Passage choisi =>
────────────────────────────────────────

Deuxième région économique de France, Auvergne Rhône-Alpes (Aura) est particulièrement touchée par la pénurie de candidats à l’embauche. La pyramide des âges de la branche est notamment en cause, comme ailleurs : selon le rapport 2016 de l’OPTL Aura, 4,5 % des effectifs ont moins de 25 ans contre 16 % ayant 55 ans et plus. Mais la forte activité à Lyon ou encore à Chambéry rend plus que jamais difficile le renouvellement des effectifs. « Depuis le début de l’année, le turnover s’accélère dans les entreprises », témoigne Franck Moissonnier, DRH du groupe Perrenot. Karine Coulon, déléguée régionale de l’Opca Transport et Services (Opca TS), confirme : « L’activité étant repartie, les besoins sont très prégnants ».

────────────────────────────────────────

Extraits de données =>
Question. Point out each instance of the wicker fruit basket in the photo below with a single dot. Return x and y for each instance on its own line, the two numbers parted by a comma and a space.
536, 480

────────────────────────────────────────

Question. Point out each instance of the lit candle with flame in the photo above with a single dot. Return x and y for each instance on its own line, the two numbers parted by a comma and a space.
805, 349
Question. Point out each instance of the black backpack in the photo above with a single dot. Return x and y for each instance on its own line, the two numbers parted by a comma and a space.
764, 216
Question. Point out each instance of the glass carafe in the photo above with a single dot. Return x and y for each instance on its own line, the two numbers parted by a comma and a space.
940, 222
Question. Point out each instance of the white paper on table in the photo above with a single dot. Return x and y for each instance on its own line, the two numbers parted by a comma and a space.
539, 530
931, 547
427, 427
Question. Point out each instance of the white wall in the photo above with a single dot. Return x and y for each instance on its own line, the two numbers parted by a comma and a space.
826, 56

────────────────────────────────────────

Consigne =>
Écrivez la suite du texte sur la pénurie de candidats en Auvergne-Rhône-Alpes, à partir de sa dernière phrase. Les données n'ont aucun lien avec le texte sur la pénurie de candidats en Auvergne-Rhône-Alpes.

Votre réponse =>
Les transporteurs de la région ont pris conscience depuis 10 ou 15 ans déjà qu’ils devaient élargir leur sourcing : ils ont créé trois Groupements d’employeurs pour l’insertion et la qualification (Geiq) spécialisés dans le transport, sur une dizaine existant en France. Le Geiq Avenir Emploi en Rhône-Alpes (Aera), par exemple, basé dans l’Est lyonnais et auquel adhèrent quelque 20 sociétés de transport et logistique (et leurs filiales), signe environ 60 contrats de professionnalisation par an : « Il propose à des demandeurs d’emploi de passer un titre professionnel (permis C ou CE et Fimo) avec une alternance intervenant après l’obtention du permis, explique son président, Laurent Bonny, dirigeant de la société LBTP. On peut y ajouter des formations demandées par l’entreprise : formation métier, éco-conduite, maths, français, lecture de cartes routières, hygiène de vie, etc. ». Grâce aussi à un accompagnement social et au double tutorat, 85 % sont ensuite embauchés par leur employeur. Un Groupement d’employeurs a aussi été créé pour recruter et placer les autres, afin qu’ils ne soient pas perdus par la profession. « Depuis l’année dernière, un décret nous autorise aussi à aider nos adhérents pour leur RH, notamment les recrutements, ajoute Laurent Bonny. C’est le cas pour des programmes de remplacement de salariés qui vont partir à la retraite. »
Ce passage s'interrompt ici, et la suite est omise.